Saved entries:
▶

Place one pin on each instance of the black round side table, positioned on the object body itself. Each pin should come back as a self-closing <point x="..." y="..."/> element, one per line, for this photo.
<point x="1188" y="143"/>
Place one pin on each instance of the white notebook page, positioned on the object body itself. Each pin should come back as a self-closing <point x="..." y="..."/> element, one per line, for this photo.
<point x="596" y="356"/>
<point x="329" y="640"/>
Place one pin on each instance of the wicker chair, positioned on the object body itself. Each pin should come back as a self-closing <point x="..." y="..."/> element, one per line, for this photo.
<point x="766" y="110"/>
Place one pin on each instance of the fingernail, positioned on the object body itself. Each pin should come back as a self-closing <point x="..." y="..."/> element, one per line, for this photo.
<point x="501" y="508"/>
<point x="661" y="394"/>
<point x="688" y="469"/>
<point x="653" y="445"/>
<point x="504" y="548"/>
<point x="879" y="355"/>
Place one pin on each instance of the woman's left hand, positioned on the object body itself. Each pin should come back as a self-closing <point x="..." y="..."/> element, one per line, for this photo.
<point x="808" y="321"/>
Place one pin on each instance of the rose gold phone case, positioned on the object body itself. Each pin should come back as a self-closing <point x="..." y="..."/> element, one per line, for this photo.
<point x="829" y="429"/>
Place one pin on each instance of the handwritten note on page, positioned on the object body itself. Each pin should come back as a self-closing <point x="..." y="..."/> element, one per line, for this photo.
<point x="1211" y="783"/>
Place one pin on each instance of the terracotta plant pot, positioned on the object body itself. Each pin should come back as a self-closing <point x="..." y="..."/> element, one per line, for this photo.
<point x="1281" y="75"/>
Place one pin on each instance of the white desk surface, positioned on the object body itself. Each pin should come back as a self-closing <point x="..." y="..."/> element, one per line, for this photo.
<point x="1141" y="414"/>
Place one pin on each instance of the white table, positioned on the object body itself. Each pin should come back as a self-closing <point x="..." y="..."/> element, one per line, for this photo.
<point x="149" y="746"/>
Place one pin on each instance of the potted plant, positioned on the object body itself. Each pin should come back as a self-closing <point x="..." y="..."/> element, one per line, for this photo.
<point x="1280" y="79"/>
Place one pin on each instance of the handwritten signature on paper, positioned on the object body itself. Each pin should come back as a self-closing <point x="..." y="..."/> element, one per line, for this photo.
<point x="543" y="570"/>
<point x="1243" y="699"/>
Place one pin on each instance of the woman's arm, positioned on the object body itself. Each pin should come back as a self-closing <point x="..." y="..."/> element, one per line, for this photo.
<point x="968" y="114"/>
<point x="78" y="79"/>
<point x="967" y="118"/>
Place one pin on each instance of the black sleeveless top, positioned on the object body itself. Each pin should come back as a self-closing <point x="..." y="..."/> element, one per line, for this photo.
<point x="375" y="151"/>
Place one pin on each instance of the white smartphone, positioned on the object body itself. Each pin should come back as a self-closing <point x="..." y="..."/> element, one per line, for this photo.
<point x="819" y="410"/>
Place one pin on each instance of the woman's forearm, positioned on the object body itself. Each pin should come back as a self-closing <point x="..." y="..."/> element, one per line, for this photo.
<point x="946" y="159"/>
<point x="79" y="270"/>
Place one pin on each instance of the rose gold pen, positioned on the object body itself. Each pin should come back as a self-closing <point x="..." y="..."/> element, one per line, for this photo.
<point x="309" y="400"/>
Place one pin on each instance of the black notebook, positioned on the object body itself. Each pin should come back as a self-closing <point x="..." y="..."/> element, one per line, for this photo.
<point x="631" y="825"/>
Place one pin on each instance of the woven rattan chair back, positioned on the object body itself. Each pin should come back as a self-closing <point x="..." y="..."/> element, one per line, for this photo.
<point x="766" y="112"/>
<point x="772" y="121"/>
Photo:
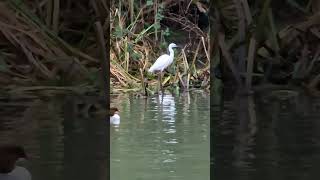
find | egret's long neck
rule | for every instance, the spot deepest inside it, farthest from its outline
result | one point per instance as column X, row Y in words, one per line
column 171, row 52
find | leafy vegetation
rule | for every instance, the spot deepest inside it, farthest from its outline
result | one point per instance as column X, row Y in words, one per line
column 263, row 42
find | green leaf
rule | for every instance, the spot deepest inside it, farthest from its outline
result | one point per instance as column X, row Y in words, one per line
column 149, row 2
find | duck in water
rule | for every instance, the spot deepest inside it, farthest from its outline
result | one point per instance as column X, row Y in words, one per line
column 9, row 154
column 114, row 116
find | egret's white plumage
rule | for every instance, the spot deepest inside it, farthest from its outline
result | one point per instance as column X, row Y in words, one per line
column 164, row 60
column 114, row 116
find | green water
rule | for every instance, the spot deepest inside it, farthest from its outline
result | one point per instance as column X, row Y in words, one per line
column 161, row 138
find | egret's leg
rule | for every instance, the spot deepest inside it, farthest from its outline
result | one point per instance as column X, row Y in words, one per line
column 161, row 82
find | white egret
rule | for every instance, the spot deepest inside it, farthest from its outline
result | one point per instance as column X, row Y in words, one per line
column 114, row 116
column 163, row 61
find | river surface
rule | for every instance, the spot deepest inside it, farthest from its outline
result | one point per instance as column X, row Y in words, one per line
column 168, row 138
column 162, row 138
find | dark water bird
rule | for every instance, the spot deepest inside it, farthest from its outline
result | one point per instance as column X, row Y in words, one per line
column 9, row 154
column 163, row 62
column 114, row 116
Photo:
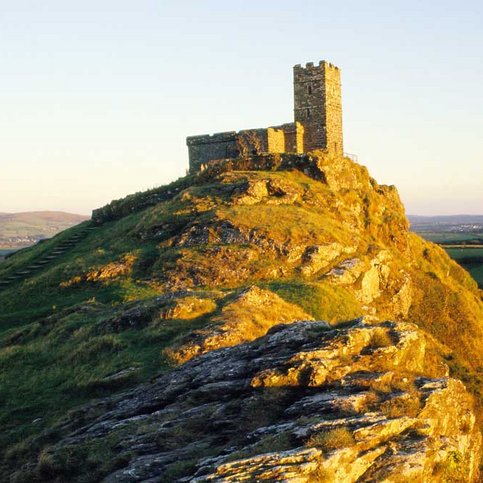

◀

Description of the task = Give every line of the data above again as it stands; the pictures stay out.

Task answer =
Place one pin on each instance of the black round side table, positioned on the object body itself. Each pin should come back as a self-closing <point x="..." y="..."/> element, one per line, for this photo.
<point x="1188" y="143"/>
Place one pin on each instance of the white notebook page, positioned on the object body itself. Each pin should come back as a self-closing <point x="..." y="..."/> element, one per line, for this photo.
<point x="596" y="356"/>
<point x="329" y="640"/>
Place one pin on each instance of the wicker chair, positioned on the object body itself. Each pin should come back as a self-closing <point x="..." y="..."/> element, one per line, for this photo.
<point x="766" y="110"/>
Place one pin on each instance of the fingernail, positioned on the object body itself. Each pin should come back as a self-closing <point x="..." y="..."/> element, one per line, for this photo.
<point x="501" y="508"/>
<point x="661" y="394"/>
<point x="688" y="469"/>
<point x="653" y="445"/>
<point x="504" y="548"/>
<point x="879" y="355"/>
Place one pin on each instance of the woman's left hand, positioned on the object body itself. Each pin should come back as a self-closing <point x="..." y="..."/> element, one per line, for this photo.
<point x="808" y="321"/>
Place one pin on each instance of the rose gold phone case, positioned on the object body itself. Each pin should come back as a self-closing <point x="..." y="..."/> element, one per line, for this photo.
<point x="829" y="429"/>
Place one pin on each instance of the handwritten note on page, positioned on the object body itself. Each pin should come back as a self-closing <point x="..." y="..."/> element, one per line, for this photo.
<point x="1211" y="783"/>
Place one pin on each instance of the terracotta plant pot, positioned on the object body itself. Each pin should come back as a self-closing <point x="..." y="..."/> element, one per line, for this photo.
<point x="1281" y="75"/>
Place one pin on each instance of the white desk surface, positioned on the object body itself. Each pin should come back as a self-closing <point x="..." y="..."/> element, one per line, for this photo.
<point x="1141" y="414"/>
Place one pin on each instance of the white table, positioned on the object body itself. Each pin should come back as a self-closing <point x="..." y="..."/> element, one per line, for this photo.
<point x="149" y="746"/>
Place one pin on each instance of the potted plant, positioned on the object body itself. Each pin should come back as a self-closing <point x="..." y="..."/> element, one per line, for this photo.
<point x="1280" y="79"/>
Place one pin on each instance of the handwritten signature on paper, positioned on the object body itself. Each pin should come back as a self-closing <point x="..." y="..."/> element, one per line, for this photo.
<point x="543" y="570"/>
<point x="1243" y="699"/>
Place one pin on each instance of the woman's arm, positioned on the object body itself. Each pin should come back as a self-closing <point x="..." y="..."/> element, one per line, for this photo.
<point x="968" y="114"/>
<point x="78" y="79"/>
<point x="967" y="118"/>
Place one pin on each instance of the black sleeveless top, positioned on the object body itself. Each pin should come back as a self-closing <point x="..." y="..."/> element, one per line, for this photo.
<point x="375" y="151"/>
Place one pin on each instance of the white smartphone, positioned on the object body itself. Each pin should come back as a self-closing <point x="..." y="..."/> element, one per line, for this photo.
<point x="819" y="410"/>
Place one pin on each instance of the woman's forearm, positioned on the object body itself. Each pin should come back as a self-closing <point x="..." y="..."/> element, one per line, for this photo.
<point x="946" y="159"/>
<point x="79" y="270"/>
Place one pin on each instance of the rose gold pen, positioned on the object body itself. Each pin should come back as a self-closing <point x="..." y="..."/> element, one per line, for this photo.
<point x="309" y="400"/>
Place one pin on each instance of the black notebook, positioned on the object body itself. Each pin should come back as a self-closing <point x="..." y="..."/> element, one per line, for this photo.
<point x="631" y="825"/>
Place one pin on each instance of the woven rattan chair back, positioned on the object body itself. Each pin should come back as a self-closing <point x="..." y="..."/> element, one per line, for this photo.
<point x="766" y="112"/>
<point x="772" y="121"/>
Photo:
find | egret's long neck
rule | for every instance, the spot deepest inside it, farthest from its outline
result | one point per instance as column X, row Y in words, one per line
column 171, row 52
find | leafy vegetation
rule | for every instance, the spot deepest inside it, farthest from its outline
result | one point per instance as column X, row Y in words, one per line
column 263, row 42
find | green leaf
rule | for every instance, the spot deepest inside it, farthest from its outline
result | one point per instance as column X, row Y in words, one per line
column 149, row 2
find | duck in water
rule | for every instance, the spot deepest inside it, farthest from its outline
result | one point per instance as column X, row Y in words, one per line
column 9, row 154
column 114, row 116
find | egret's white plumage
rule | for every instance, the spot deepest inside it, farthest from its outline
result | one point per instance as column X, row Y in words, one per line
column 164, row 60
column 114, row 116
find | green water
rule | for every instance, the spot deepest inside it, farthest from its outline
result | one point per instance as column X, row Y in words, one per line
column 161, row 138
find | egret's leg
rule | for every instance, the spot deepest inside it, farthest from its outline
result | one point per instance as column X, row Y in words, one per line
column 161, row 82
find | white egret
rule | for every instance, the spot deepest inside it, farthest from its outline
result | one point per instance as column X, row Y in words, one per line
column 114, row 116
column 163, row 61
find | river surface
rule | for every instance, the spot deepest inside it, farthest from its outline
result | one point per instance as column X, row Y in words, one per line
column 168, row 138
column 162, row 138
find | dark water bird
rule | for every instance, the spot deepest inside it, farthest from its outline
result | one point per instance as column X, row Y in words, one per line
column 9, row 154
column 163, row 62
column 114, row 116
Photo:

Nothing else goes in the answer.